- **STATED TASK**
Could you update the material below so that every "crowd of people" becomes "group of onlookers", with nothing else changed?

++++ SUPPLIED DATA

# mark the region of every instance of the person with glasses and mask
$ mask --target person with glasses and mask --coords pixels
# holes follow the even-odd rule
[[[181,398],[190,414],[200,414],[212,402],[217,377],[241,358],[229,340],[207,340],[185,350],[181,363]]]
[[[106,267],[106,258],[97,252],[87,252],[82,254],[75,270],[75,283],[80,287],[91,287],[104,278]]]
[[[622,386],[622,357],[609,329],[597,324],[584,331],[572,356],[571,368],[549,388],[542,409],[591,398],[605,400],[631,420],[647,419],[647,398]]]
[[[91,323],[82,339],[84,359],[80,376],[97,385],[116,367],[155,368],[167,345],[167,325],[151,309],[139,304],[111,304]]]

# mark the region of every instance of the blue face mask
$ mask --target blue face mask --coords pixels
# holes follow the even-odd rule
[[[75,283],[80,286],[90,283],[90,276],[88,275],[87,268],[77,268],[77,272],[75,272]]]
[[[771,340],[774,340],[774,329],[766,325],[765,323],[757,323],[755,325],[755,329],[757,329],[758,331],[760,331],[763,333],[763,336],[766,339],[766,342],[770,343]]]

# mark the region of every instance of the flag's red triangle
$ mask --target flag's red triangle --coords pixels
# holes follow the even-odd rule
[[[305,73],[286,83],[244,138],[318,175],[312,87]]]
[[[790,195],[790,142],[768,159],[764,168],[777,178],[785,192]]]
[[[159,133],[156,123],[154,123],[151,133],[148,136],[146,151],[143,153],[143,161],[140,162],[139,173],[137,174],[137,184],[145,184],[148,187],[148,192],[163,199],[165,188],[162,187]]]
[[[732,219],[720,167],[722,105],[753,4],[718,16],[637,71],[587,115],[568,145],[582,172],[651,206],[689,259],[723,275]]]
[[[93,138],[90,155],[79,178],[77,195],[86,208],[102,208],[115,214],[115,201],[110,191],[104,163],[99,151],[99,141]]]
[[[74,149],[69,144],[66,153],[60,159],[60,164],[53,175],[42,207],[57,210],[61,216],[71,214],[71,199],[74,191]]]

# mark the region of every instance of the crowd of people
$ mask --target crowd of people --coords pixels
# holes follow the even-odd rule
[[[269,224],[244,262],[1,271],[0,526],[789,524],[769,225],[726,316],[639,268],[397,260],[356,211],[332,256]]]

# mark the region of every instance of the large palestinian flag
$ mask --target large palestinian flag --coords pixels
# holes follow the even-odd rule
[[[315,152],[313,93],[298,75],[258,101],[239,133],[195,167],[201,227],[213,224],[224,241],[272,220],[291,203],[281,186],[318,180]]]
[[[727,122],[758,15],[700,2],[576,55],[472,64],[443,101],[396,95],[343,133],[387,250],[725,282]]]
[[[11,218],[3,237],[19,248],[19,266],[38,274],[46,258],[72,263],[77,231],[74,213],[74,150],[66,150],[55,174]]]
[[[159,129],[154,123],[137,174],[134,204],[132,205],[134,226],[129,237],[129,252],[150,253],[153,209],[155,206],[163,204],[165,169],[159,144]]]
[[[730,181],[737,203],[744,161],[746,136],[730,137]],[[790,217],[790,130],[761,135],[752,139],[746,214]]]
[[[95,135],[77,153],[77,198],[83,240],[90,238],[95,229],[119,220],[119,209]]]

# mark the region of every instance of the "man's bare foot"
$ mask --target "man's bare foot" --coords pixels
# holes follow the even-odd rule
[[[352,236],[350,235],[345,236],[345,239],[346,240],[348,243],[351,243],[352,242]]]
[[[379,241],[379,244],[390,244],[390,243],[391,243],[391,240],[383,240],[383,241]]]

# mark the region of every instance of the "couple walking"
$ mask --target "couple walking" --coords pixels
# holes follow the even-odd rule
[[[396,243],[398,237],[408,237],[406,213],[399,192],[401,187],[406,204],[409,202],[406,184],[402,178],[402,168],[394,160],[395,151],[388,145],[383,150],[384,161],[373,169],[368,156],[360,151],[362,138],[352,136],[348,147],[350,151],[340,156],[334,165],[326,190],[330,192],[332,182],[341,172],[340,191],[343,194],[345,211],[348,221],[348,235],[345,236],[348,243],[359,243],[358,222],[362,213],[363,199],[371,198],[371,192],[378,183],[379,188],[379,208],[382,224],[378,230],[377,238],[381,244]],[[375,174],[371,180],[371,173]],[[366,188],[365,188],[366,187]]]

++++++++

- **CORRECT ANSWER**
# mark the region of every instance of the person with glasses and mask
$ mask --target person with glasses and mask --coords pixels
# holes follow the even-odd rule
[[[181,398],[190,414],[200,414],[212,402],[217,377],[241,358],[229,340],[207,340],[185,350],[181,363]]]
[[[106,267],[106,258],[97,252],[87,252],[82,254],[75,270],[75,283],[80,287],[91,287],[104,278]]]
[[[622,386],[622,357],[609,329],[597,324],[584,331],[572,356],[571,368],[549,388],[542,409],[591,398],[605,400],[631,420],[647,419],[647,398]]]
[[[91,323],[82,339],[84,359],[80,376],[97,385],[116,367],[155,368],[167,345],[167,325],[151,309],[139,304],[111,304]]]

# mark the region of every instance of the blue face mask
$ mask --target blue face mask --coords pixels
# holes follow the even-odd rule
[[[75,283],[80,286],[90,283],[90,276],[88,275],[87,268],[77,268],[77,272],[75,272]]]
[[[771,340],[774,340],[774,329],[766,325],[765,323],[757,323],[755,325],[755,329],[757,329],[758,331],[760,331],[763,333],[763,336],[766,339],[766,342],[770,343]]]

# mark the region of every instance of the flag's red triangle
$ mask --target flag's red triangle --coords pixels
# holes follow the even-odd rule
[[[305,73],[286,83],[244,138],[318,175],[312,87]]]
[[[790,195],[790,142],[768,159],[764,168],[777,178],[785,192]]]
[[[159,133],[156,123],[154,123],[151,133],[148,136],[146,151],[143,153],[143,161],[140,162],[139,173],[137,174],[137,184],[145,184],[148,187],[148,192],[163,199],[165,188],[162,187]]]
[[[732,219],[720,167],[722,105],[753,4],[718,16],[637,71],[587,115],[568,145],[582,172],[651,206],[689,259],[723,275]]]
[[[93,138],[90,155],[79,178],[77,195],[86,208],[102,208],[115,214],[115,201],[110,191],[104,163],[99,151],[99,141]]]
[[[74,149],[69,144],[66,153],[60,159],[60,164],[53,175],[42,207],[57,210],[61,216],[71,214],[71,199],[74,191]]]

# mark the region of every instance of the group of onlookers
$ mask --target group of onlookers --coords pixels
# holes follow the even-odd rule
[[[269,224],[244,262],[1,271],[0,526],[789,524],[769,225],[726,316],[639,268],[397,260],[356,211],[332,256]]]

# mark the region of every instance of the large palestinian flag
$ mask --target large palestinian flag --coords pixels
# holes follow the even-odd rule
[[[315,152],[313,93],[298,75],[258,101],[239,133],[195,167],[201,227],[213,224],[224,241],[272,220],[291,203],[281,186],[318,180]]]
[[[727,122],[758,15],[700,2],[576,55],[472,64],[443,101],[396,95],[343,133],[387,250],[725,282]]]
[[[11,218],[3,237],[19,248],[19,266],[38,274],[46,258],[72,263],[77,231],[74,213],[74,150],[66,150],[55,174]]]
[[[159,129],[154,123],[137,174],[134,204],[132,205],[134,226],[129,237],[129,252],[150,253],[153,209],[155,206],[163,204],[165,169],[159,144]]]
[[[730,181],[737,203],[744,161],[746,136],[730,137]],[[790,217],[790,130],[761,135],[752,139],[746,214]]]
[[[95,135],[77,153],[77,198],[83,240],[90,238],[95,229],[119,220],[119,209]]]

# mark the region of every instance of the "man's bare foot"
$ mask --target "man's bare foot" --coords pixels
# holes follow the even-odd rule
[[[352,236],[350,235],[345,236],[345,239],[346,240],[348,243],[351,243],[352,242]]]
[[[379,241],[379,244],[390,244],[390,243],[391,243],[391,240],[383,240],[383,241]]]

# mark the region of every instance of the "couple walking"
$ mask --target "couple walking" --coords pixels
# holes follow the even-odd rule
[[[396,243],[398,237],[408,237],[406,213],[399,192],[401,187],[406,204],[409,202],[406,184],[402,178],[402,168],[394,160],[395,151],[388,145],[383,150],[384,161],[373,169],[368,156],[360,151],[362,138],[352,136],[348,147],[350,151],[340,156],[334,165],[326,190],[330,192],[332,182],[341,172],[340,191],[343,194],[345,211],[348,221],[348,235],[345,236],[348,243],[359,243],[358,222],[362,213],[363,199],[371,198],[371,192],[378,183],[379,188],[379,208],[382,224],[378,230],[377,238],[381,244]],[[375,174],[371,180],[371,173]],[[366,188],[365,188],[366,187]]]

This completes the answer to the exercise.